* WHAT NEEDS TO BE DONE
In the material below, copy word for word every line starting at the one that contains "Prove the river exists" and ending at the one that contains "5, 275, 15]]", with both of those lines included.

+++ LISTING

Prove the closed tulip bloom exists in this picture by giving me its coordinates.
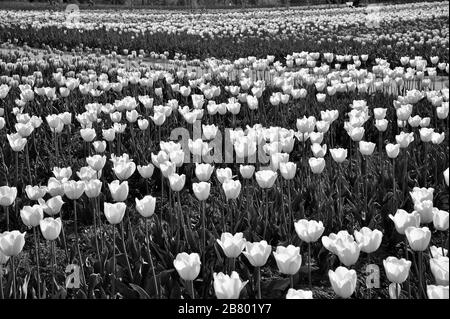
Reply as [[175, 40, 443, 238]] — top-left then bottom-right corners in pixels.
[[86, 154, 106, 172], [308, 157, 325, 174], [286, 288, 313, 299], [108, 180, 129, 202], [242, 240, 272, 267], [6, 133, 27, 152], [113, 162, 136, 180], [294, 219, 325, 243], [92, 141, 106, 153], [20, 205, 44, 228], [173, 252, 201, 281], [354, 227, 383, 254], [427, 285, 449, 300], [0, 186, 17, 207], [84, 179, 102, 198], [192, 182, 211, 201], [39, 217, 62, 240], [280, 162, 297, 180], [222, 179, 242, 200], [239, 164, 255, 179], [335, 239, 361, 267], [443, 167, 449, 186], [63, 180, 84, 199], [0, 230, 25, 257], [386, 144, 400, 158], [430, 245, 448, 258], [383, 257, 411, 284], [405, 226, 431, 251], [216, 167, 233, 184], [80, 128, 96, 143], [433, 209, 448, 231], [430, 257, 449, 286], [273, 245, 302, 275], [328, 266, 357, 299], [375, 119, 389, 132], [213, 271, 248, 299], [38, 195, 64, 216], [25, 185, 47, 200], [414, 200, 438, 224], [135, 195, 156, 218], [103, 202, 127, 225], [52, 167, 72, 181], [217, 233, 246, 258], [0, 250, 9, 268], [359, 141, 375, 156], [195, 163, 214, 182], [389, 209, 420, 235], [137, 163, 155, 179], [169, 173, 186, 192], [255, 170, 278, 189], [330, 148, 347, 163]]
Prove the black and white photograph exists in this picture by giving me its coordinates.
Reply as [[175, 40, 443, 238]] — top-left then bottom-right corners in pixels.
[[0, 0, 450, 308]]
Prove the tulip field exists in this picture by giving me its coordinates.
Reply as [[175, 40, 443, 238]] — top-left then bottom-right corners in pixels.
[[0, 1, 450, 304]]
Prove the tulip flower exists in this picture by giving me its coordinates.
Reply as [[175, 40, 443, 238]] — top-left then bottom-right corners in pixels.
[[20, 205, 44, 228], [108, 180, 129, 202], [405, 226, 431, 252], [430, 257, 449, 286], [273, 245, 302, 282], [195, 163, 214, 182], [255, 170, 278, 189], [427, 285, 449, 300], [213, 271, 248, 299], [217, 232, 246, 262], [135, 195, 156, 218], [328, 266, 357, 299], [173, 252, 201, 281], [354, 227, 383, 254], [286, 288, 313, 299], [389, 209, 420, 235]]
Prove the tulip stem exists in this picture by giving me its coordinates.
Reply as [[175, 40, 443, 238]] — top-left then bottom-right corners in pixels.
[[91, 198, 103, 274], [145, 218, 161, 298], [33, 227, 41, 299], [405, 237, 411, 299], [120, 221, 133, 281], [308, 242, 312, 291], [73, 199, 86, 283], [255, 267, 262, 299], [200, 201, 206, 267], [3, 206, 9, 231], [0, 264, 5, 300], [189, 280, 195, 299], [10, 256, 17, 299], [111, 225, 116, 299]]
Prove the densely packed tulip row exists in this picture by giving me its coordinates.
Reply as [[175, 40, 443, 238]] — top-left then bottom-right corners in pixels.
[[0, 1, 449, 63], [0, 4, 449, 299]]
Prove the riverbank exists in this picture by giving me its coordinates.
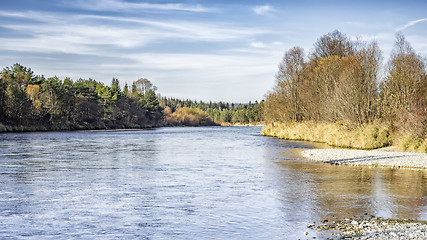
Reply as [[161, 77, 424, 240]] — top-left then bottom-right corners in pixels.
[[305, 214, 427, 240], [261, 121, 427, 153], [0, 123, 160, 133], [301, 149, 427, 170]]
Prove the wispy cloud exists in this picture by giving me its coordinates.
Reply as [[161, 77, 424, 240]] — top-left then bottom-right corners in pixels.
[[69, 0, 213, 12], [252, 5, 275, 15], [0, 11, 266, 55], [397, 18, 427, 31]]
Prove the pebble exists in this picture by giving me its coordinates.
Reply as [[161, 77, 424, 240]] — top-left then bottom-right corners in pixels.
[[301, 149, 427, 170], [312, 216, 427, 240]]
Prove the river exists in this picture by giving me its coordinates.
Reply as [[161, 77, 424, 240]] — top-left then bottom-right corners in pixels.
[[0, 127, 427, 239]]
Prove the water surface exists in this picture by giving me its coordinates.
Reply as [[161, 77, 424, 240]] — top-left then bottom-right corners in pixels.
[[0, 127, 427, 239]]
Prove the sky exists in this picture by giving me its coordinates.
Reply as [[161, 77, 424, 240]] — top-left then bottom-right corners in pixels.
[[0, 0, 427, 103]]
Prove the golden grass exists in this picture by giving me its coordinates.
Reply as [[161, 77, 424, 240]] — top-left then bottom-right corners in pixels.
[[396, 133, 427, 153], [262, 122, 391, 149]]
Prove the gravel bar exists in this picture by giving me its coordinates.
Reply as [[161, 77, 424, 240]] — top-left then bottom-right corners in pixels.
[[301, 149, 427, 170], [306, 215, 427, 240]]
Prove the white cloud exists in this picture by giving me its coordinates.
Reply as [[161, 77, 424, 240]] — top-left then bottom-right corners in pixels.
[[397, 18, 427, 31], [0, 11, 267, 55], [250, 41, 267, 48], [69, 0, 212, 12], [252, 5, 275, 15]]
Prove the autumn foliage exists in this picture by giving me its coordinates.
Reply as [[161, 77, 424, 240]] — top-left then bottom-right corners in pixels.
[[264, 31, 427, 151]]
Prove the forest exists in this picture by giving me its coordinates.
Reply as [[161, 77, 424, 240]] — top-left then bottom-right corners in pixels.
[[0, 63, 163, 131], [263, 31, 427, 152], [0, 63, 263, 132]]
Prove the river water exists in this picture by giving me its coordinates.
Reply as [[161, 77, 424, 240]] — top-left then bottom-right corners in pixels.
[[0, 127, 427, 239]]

++++++

* FULL RESPONSE
Prove the river exists in this picture by giving me its coordinates.
Reply as [[161, 77, 424, 240]] — top-left then bottom-right corners in pixels.
[[0, 127, 427, 239]]
Prove the water surface exists in this picture by giving me its coordinates.
Reply as [[161, 77, 424, 240]] — top-left then bottom-right corners in pixels.
[[0, 127, 427, 239]]
Prove the sky exists in this picture by giving me its coordinates.
Reply as [[161, 77, 424, 240]] — top-left then bottom-right corners in pixels.
[[0, 0, 427, 103]]
Prove the golden grass exists in this picture by giving me its coordinates.
Reply as [[161, 77, 424, 240]] — top-left then bottom-right corners in pixels.
[[396, 133, 427, 153], [262, 122, 391, 149]]
Prove the gravel bar exists in this picture by giving me its coordinates.
Reply as [[161, 77, 424, 240]] — top-left then bottom-right corners in pixels.
[[301, 149, 427, 170], [306, 215, 427, 240]]
Prove the white cloud exists in this picture by giving me its coordinates.
Reply as [[161, 77, 424, 240]] — top-left then bottom-right corners in pixels.
[[397, 18, 427, 31], [0, 11, 267, 55], [250, 41, 267, 48], [69, 0, 212, 12], [252, 5, 275, 15]]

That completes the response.